• Input for this task
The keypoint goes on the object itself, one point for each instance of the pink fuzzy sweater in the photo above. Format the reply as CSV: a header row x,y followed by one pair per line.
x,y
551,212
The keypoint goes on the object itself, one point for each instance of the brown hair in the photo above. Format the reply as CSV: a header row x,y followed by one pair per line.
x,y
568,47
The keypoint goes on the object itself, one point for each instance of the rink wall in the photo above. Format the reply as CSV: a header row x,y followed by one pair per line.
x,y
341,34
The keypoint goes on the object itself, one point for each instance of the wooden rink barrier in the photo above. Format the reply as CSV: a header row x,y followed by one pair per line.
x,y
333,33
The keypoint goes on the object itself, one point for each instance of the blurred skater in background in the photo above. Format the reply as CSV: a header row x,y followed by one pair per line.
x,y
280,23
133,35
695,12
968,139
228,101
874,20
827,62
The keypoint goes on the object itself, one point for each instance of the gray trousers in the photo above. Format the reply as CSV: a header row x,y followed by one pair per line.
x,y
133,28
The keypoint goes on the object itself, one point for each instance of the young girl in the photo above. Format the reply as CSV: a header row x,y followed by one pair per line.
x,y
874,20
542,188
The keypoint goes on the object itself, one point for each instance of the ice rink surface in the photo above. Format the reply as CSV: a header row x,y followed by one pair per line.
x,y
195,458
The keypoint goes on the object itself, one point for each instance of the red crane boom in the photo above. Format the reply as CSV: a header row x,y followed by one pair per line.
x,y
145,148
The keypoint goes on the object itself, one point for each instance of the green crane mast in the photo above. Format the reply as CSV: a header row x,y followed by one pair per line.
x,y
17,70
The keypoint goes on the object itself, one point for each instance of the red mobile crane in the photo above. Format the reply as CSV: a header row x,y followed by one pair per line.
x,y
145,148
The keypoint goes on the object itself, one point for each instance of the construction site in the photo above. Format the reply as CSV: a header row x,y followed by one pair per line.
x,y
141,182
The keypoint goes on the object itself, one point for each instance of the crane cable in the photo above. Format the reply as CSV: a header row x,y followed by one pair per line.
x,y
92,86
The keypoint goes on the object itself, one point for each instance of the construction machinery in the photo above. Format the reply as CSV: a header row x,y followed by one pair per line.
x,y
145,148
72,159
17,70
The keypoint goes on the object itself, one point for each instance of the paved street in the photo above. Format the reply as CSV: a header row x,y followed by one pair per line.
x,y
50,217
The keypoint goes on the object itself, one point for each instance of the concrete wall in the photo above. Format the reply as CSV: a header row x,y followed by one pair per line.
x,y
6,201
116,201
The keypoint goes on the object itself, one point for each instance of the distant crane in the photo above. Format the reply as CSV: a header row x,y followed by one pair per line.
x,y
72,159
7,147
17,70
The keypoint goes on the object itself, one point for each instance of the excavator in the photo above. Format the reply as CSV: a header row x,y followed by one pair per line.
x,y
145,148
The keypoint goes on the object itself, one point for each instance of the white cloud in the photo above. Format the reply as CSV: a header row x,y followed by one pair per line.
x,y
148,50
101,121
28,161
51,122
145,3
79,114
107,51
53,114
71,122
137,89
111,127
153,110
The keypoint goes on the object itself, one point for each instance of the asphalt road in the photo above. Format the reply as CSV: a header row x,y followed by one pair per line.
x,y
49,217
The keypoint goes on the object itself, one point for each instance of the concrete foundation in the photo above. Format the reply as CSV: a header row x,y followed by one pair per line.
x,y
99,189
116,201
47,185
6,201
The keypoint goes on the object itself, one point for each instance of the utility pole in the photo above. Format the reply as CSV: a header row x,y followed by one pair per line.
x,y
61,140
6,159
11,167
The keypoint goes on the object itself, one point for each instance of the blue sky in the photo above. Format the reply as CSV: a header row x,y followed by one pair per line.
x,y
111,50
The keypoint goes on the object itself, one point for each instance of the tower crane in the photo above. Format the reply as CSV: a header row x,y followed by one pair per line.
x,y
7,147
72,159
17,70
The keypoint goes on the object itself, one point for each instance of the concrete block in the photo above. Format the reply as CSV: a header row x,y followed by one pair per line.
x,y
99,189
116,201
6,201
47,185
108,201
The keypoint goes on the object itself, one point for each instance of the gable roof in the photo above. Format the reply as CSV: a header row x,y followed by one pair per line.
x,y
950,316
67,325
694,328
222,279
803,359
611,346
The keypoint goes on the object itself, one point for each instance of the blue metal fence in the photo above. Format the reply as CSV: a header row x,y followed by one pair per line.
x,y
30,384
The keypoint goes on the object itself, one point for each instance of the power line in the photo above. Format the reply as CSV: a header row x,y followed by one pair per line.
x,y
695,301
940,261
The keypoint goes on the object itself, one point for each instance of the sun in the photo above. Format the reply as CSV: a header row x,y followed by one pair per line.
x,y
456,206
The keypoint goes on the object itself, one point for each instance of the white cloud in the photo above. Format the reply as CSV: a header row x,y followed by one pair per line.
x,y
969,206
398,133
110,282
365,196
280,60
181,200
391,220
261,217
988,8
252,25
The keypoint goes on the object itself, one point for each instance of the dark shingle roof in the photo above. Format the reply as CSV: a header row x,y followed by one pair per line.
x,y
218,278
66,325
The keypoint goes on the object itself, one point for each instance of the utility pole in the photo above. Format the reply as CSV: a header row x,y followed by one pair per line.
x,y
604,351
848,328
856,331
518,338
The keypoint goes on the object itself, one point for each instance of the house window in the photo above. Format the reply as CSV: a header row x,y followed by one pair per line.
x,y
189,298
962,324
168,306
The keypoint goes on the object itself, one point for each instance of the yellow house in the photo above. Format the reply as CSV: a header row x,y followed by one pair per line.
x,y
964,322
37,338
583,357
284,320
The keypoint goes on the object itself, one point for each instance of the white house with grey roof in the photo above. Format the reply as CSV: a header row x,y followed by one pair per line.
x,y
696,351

• What is required
The entries above need to be repeated in full, exactly as written.

• Your response
The keypoint goes on the object itself, one point for each instance of the pink fuzzy sweater in the photo above. Format the reply as CSV: a header row x,y followed by one pair per line.
x,y
551,212
The keypoint goes on the object itself, one point for each instance of the brown hair in the photo above. Format the reply as CSV: a header row x,y followed by one pair per line.
x,y
568,47
The keypoint goes on the object itself, one point for each instance of the rink wall in the photo above. Format the reply as CSV: a header row x,y followed by one pair per line.
x,y
341,34
The keypoint goes on the object itself, one point for each instance of the wooden rink barrier in the photo above. Format the reply as CSV: a header row x,y followed by one pair per line.
x,y
333,33
The keypoint goes on the object itself, one point for each instance of the blurred skater in background in the photo above. Format the reply as CSV: a header row x,y followed by one pair per line.
x,y
280,23
133,35
695,12
968,139
228,101
874,20
827,62
The keypoint goes on the object itself, one point for each instance of the gray trousers in the photo above. Format the reply as CSV: a header row x,y followed by one pair per line.
x,y
133,28
The keypoint goes on the object itself, one point for each instance of the young girl in the photo above. Format the reply as CSV: a header row x,y followed by one pair per line.
x,y
874,20
542,188
The keypoint goes on the object itself, one point for each instance of the ice rink surface in the photo above. Format the reply as CSV: a header row x,y followed by one pair per line.
x,y
195,458
The keypoint goes on the object itself, one point for each instance of the red crane boom in the photo above. Format the reply as CSV: a header row x,y followed by one pair per line.
x,y
145,148
The keypoint goes on the object itself, one point for each instance of the green crane mast in the photo above. Format the reply as CSV: a header row x,y followed by one pair per line.
x,y
17,70
The keypoint goes on the object itself, one point for each instance of the red mobile crane in the photo above. Format the reply as CSV: a header row x,y followed by one pair per line.
x,y
145,148
The keypoint goes on the object itself, one point for each instance of the construction site in the photo above. Format the reply as CSV: a header row x,y followed by one pair per line.
x,y
141,182
The keypoint goes on the object itself, one point for each instance of the crane cable in the photo above. Format the reply as CSV: a header row x,y followed by one pair per line.
x,y
92,86
The keypoint goes on the object itself, one point for each instance of the construction machinery in the photo above. Format the reply as CSV: a header row x,y followed by one pair per line.
x,y
145,148
72,159
17,70
The keypoint goes on the object itself, one point for each instance of the paved street in the photo above. Format the reply as CSV: a header row x,y followed by one pair per line.
x,y
50,217
The keypoint goes on the object itself, one point for each instance of the concrete wall in the photo above. Format the reply as CSV: a header row x,y followed by one pair per line.
x,y
6,201
116,201
The keypoint goes on the object itself, one point for each instance of the distant crane in the photo above. Format the reply as CSV: a header row x,y followed by one pair per line.
x,y
72,159
7,147
17,70
The keypoint goes on the object itself, one point for each instance of the excavator in the photo above. Format the reply as CSV: a header row x,y followed by one pair per line.
x,y
145,148
The keypoint goes on the object itself, one point for each instance of the white cloud in the photo above. Format the reply as CSV: a header row x,y followed by one pair per line.
x,y
148,50
101,121
28,161
51,122
145,3
79,114
107,51
53,114
71,122
137,89
111,127
153,110
The keypoint goes on the object itself, one point for each instance of the asphalt road in the photo above. Format the reply as CSV: a header row x,y followed by one pair per line.
x,y
49,217
The keypoint goes on the object itself, one point for each instance of the concrete foundation in the photo above. Format the reply as CSV: a header row x,y followed by one pair per line.
x,y
99,189
116,201
47,185
6,201
The keypoint goes on the object itself, one point for each instance of the utility pole in the photo above. Format the reply as CSV: a header row x,y followed by one pair per line.
x,y
61,140
6,159
11,167
The keypoint goes on the object itself, one point for each instance of the blue sky in the photo above. Format the reply as CSV: a header row x,y followed by one pair per line.
x,y
111,50
The keypoint goes on the object itself, one point for each instance of the tower crane in the photo above. Format the reply as CSV: a header row x,y followed by one pair per line.
x,y
7,147
72,159
17,70
The keypoint goes on the object itself, one point for each instance of the concrete block in the photo above. Format the reply as CSV: a header row x,y followed by one pair per line.
x,y
99,189
116,201
6,201
47,185
108,201
The keypoint goes on the object itself, one point for each instance of the gable roof in the photo above. Format the reply as CSV: a header row x,y followed by one pair per line.
x,y
950,316
67,325
694,328
222,279
803,359
611,346
The keypoint goes on the object itself, one point for each instance of the blue metal fence in the photo above. Format the reply as CSV: a header row x,y followed by one pair per line.
x,y
30,384
The keypoint goes on the object itself, one point for each instance of the power line in the photo above. Format the reply as CSV: a header row x,y followed by one pair per line.
x,y
695,301
940,261
The keypoint goes on the object itself, one point for each instance of the sun in the photo above. Format the reply as CSV: a header row x,y followed by one pair per line.
x,y
456,206
The keypoint goes on the object itself, one point for each instance of the white cloud in the photo above. Format the reply as CSV: a header row x,y followed by one pair per line.
x,y
969,206
398,133
110,282
365,196
280,60
181,200
391,220
261,217
988,8
252,25
The keypoint goes on the object itself, one point for each instance of the dark shingle roof in the photo above. Format the reply as CSV: a header row x,y followed by one pair per line.
x,y
218,278
66,325
The keypoint goes on the object itself, one point for each instance of the utility pole in the photo above. Format the reply as CSV: a header row x,y followed by one pair per line.
x,y
604,351
848,328
856,331
518,338
The keypoint goes on the object itself, one point for each instance of the house window in the photo above. Format the reply as CSV: a header row x,y followed by one pair per line.
x,y
189,298
962,324
168,306
The keypoint goes on the object itself, one point for each instance of the yellow house in the photo above. Format the reply as CSV: a header row x,y followed by one pair per line.
x,y
964,322
37,338
583,357
284,320
The keypoint goes on the object itself, one point for each instance of the white house with grey roof in the photo above. Format the reply as CSV: a header row x,y followed by one pair per line.
x,y
696,351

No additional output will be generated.